• Direction: Pick up the code review discussion on converting metrics to numeric in the dataframe and continue it from its last sentence.
── Text to read
You are viewing a plain text version of this content. The canonical link for it is here.
Posted to notifications@superset.apache.org by GitBox <gi...@apache.org> on 2018/06/11 17:51:44 UTC

[GitHub] mistercrunch commented on a change in pull request #4726: [bugfix] convert metrics to numeric in dataframe

mistercrunch commented on a change in pull request #4726: [bugfix] convert metrics to numeric in dataframe
URL: https://github.com/apache/incubator-superset/pull/4726#discussion_r194490570
 
 

 ##########
 File path: superset/viz.py
 ##########
 @@ -170,11 +170,21 @@ def get_df(self, query_obj=None):
                 if self.datasource.offset:
                     df[DTTM_ALIAS] += timedelta(hours=self.datasource.offset)
                 df[DTTM_ALIAS] += self.time_shift
+
+            self.df_metrics_to_num(df, query_obj.get('metrics') or [])
+
             df.replace([np.inf, -np.inf], np.nan)
             fillna = self.get_fillna_for_columns(df.columns)
             df = df.fillna(fillna)
         return df
 
+    @staticmethod
+    def df_metrics_to_num(df, metrics):
+        """Converting metrics to numeric when pandas.read_sql cannot"""
+        for col, dtype in df.dtypes.items():
+            if dtype.type == np.object_ and col in metrics:
+                df[col] = pd.to_numeric(df[col])
 
 Review comment:
   We should really clarify what a metric is or isn't. My understanding it that metrics are numeric, but I can see how it may not have been enforced in the past, and that in some places it would be interpreted as [only] being the result of an aggregate function that may or may not be numerical (say `MAX(my_string)` in the context of a Table viz would just happen to work somehow in the past).
────
── Rows
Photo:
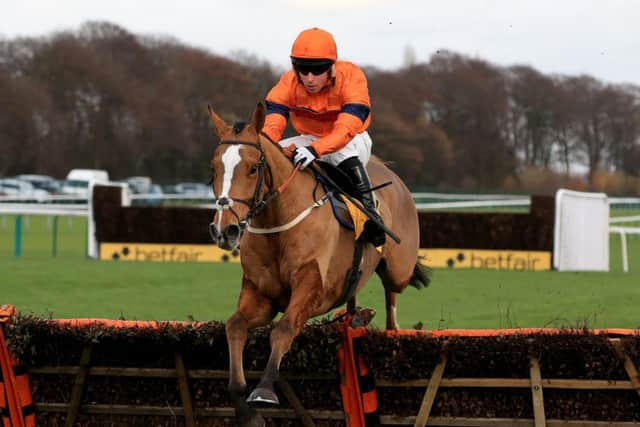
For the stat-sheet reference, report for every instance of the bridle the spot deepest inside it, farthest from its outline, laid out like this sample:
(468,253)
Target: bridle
(255,204)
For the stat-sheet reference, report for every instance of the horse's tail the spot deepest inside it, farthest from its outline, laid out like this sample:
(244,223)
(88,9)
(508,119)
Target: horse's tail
(421,276)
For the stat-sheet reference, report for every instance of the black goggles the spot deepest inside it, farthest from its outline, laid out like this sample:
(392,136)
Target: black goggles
(316,70)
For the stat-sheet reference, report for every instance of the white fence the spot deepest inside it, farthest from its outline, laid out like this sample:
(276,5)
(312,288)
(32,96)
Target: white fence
(72,206)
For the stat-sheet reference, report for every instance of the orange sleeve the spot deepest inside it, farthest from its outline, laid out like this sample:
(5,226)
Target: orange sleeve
(353,117)
(278,106)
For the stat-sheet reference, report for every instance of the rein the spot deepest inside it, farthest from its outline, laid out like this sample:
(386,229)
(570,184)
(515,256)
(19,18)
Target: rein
(255,205)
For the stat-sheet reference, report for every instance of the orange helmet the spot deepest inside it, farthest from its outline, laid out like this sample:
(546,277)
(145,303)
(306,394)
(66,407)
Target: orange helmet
(314,46)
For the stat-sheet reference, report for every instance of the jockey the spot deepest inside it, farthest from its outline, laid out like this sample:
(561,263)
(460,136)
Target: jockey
(328,103)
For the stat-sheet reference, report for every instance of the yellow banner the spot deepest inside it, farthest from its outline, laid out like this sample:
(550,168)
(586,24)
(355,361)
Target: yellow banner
(165,252)
(491,259)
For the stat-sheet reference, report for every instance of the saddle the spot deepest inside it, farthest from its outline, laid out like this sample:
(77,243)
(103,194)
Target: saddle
(347,215)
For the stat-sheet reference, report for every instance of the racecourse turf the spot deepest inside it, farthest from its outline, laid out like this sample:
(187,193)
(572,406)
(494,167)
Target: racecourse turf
(70,285)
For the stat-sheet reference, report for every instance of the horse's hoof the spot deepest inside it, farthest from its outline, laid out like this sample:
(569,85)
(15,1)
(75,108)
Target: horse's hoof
(249,418)
(263,395)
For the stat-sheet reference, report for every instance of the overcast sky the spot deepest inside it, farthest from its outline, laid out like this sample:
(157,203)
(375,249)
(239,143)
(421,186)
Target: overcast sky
(600,38)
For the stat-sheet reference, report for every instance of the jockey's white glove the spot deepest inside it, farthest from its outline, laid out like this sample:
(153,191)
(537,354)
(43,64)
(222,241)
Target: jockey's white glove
(304,156)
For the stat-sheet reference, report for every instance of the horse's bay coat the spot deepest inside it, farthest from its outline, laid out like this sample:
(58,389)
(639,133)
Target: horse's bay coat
(301,271)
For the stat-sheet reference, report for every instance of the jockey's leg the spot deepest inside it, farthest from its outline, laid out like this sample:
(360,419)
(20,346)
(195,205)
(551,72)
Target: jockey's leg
(356,171)
(306,284)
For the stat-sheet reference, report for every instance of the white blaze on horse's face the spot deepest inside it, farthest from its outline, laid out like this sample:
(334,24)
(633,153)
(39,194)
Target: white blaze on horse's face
(230,159)
(227,235)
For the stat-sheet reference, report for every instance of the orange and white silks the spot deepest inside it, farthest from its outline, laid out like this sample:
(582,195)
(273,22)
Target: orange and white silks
(335,115)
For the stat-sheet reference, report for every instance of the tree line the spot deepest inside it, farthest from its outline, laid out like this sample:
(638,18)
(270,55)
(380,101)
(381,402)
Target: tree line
(103,97)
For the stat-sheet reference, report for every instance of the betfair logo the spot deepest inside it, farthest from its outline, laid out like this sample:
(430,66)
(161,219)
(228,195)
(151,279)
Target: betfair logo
(165,253)
(497,260)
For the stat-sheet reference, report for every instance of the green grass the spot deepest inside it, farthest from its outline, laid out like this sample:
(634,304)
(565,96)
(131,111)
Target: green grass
(70,285)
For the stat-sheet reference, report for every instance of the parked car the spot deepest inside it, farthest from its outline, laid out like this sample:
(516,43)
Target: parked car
(78,180)
(43,182)
(139,184)
(13,187)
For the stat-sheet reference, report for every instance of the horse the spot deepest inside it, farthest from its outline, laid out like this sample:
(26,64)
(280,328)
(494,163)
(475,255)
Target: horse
(294,255)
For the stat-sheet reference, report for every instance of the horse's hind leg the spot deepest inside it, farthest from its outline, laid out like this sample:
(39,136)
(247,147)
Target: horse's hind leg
(395,275)
(306,285)
(390,305)
(253,310)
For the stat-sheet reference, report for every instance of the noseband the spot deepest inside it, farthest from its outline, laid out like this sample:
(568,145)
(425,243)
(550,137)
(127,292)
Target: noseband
(256,206)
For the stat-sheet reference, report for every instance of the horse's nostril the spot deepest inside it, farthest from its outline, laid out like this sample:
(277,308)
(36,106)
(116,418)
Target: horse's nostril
(232,232)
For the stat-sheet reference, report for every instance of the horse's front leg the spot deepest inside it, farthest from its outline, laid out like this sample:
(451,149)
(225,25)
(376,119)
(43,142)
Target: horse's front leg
(306,294)
(253,310)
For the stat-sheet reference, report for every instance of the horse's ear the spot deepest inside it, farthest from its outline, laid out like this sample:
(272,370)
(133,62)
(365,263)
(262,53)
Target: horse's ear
(258,117)
(220,126)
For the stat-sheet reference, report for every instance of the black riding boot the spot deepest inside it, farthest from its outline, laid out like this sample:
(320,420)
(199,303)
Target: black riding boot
(356,171)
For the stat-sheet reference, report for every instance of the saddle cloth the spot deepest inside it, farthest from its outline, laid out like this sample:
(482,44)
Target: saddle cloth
(350,216)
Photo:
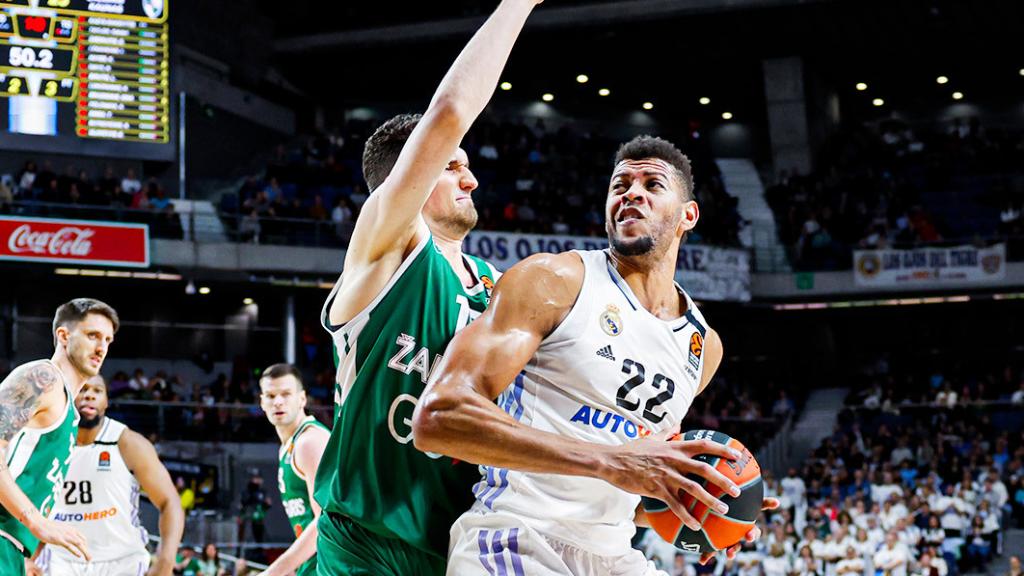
────
• Reply:
   To be clear, the current conceptual model is dimensions are columns or non-aggregate-SQL-expressions, and metrics are always aggregate expressions and numeric. A more complete (but complex) model would be to have columns, sql-expression, and aggregate expressions, and each one may or may not be a metric and/or dimension. This model would require a fair amount of foundational redesign.
   
   How common is this? My incline would be to handle non-numeric aggregate functions outside of the semantic layer, meaning in a SQL Lab subquery or upstream data pipeline.
   
   Note that we could patch something to preserve backward compatibility here. Something like `BaseViz.enforce_numeric_metrics = True` that would be set to `False` for Table viz, and run the code referenced above conditionally.

----------------------------------------------------------------
This is an automated message from the Apache Git Service.
To respond to the message, please log on GitHub and use the
URL above to go to the specific comment.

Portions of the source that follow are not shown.